What the task requires
Put the records below into a two-column CSV with the columns request and answer, one row per request. Each row holds the request's text and its answer, each in a single quoted field with line breaks turned into spaces, and leaves the pictures out.

## START Recorded information

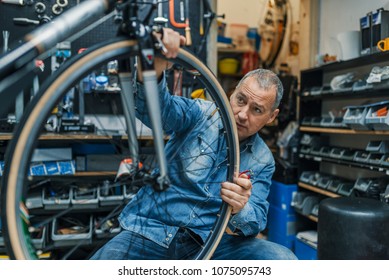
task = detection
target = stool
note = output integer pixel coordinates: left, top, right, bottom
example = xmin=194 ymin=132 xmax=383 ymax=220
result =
xmin=317 ymin=197 xmax=389 ymax=260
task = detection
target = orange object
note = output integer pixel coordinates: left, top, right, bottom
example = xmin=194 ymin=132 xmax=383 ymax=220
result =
xmin=376 ymin=107 xmax=388 ymax=117
xmin=169 ymin=0 xmax=188 ymax=28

## END Recorded information

Answer to the problem
request,answer
"task = detection target = stool note = output integer pixel coordinates: left, top, right, bottom example = xmin=194 ymin=132 xmax=383 ymax=220 result =","xmin=317 ymin=197 xmax=389 ymax=260"
"task = detection target = orange object note = output integer pixel coordinates: left, top, right, bottom example = xmin=194 ymin=132 xmax=383 ymax=220 result =","xmin=376 ymin=107 xmax=388 ymax=117 xmin=169 ymin=0 xmax=188 ymax=28"